Looking ahead to a Bright Week

As we approach Advent, we take the long view and remind ourselves, through this Easter sermon by Lynda Taylor, where we are heading in the Christian story.

Preacher: Revd Dr Lynda Taylor
Date: 16 April 2017 (Easter Day)

A Bright Week

At Christmas we celebrated the light that came into the world with the birth of Jesus and we celebrated God coming to be with us. Throughout Lent we travelled on a journey in the desert, learning what it means to grow spiritually and to be shaped into the people of God. On Good Friday we remembered the darkness – and we took it seriously, because Jesus himself took it seriously. And today, on this Resurrection Morning, we celebrate the light of Christ burning even more brightly in the world – not just in the resurrected body of Jesus, but in the lives of all his followers – dispelling the darkness and bringing good news for all creation.

I wonder – were any of you given an Easter egg today?

SET TASKS:
**1.** In the Easter sermon, who is named as the preacher?
**2.** Repeat the part of the Easter sermon that begins with the words containing "Preacher: Revd Dr" and ends with "for all creation.".
**3.** According to the Easter sermon, why was the darkness taken seriously on Good Friday?

Dataset items:
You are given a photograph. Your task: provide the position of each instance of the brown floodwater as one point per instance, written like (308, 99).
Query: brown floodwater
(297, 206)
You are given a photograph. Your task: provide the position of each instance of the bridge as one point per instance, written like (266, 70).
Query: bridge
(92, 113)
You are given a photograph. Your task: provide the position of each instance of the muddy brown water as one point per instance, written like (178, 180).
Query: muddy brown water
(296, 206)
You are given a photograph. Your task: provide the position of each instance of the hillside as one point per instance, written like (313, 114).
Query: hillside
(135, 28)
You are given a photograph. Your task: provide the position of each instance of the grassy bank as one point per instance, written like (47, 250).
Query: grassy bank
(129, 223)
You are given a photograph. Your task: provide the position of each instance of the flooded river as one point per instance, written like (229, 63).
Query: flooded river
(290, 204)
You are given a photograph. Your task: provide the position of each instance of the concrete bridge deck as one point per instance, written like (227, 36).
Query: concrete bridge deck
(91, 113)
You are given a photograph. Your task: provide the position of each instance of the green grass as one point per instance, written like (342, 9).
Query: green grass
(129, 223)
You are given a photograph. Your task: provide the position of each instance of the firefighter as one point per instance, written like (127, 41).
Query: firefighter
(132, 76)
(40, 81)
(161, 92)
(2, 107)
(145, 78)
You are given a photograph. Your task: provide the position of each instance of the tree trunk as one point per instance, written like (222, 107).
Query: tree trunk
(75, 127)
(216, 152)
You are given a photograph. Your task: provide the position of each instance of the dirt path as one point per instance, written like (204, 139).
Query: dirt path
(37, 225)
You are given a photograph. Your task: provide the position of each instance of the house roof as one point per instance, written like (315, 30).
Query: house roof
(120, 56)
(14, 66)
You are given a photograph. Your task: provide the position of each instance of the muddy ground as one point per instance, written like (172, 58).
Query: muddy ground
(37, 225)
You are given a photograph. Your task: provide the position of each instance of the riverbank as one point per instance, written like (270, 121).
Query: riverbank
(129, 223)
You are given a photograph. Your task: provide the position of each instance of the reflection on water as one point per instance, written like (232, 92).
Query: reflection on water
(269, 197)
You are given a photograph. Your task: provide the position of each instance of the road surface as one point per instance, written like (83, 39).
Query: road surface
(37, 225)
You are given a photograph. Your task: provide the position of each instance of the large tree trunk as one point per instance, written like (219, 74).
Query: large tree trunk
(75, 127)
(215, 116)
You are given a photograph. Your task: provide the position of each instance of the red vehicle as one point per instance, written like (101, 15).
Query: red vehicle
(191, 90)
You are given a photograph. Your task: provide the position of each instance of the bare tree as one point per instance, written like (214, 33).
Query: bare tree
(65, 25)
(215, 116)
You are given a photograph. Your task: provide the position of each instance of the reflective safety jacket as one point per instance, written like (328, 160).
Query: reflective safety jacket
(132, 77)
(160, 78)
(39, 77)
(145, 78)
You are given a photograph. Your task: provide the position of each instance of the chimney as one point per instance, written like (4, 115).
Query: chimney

SOLUTIONS BY TASK:
**1.** Revd Dr Lynda Taylor

**2.**
Preacher: Revd Dr Lynda Taylor
Date: 16 April 2017 (Easter Day)

A Bright Week

At Christmas we celebrated the light that came into the world with the birth of Jesus and we celebrated God coming to be with us. Throughout Lent we travelled on a journey in the desert, learning what it means to grow spiritually and to be shaped into the people of God. On Good Friday we remembered the darkness – and we took it seriously, because Jesus himself took it seriously. And today, on this Resurrection Morning, we celebrate the light of Christ burning even more brightly in the world – not just in the resurrected body of Jesus, but in the lives of all his followers – dispelling the darkness and bringing good news for all creation.

**3.** It was taken seriously because Jesus himself took it seriously.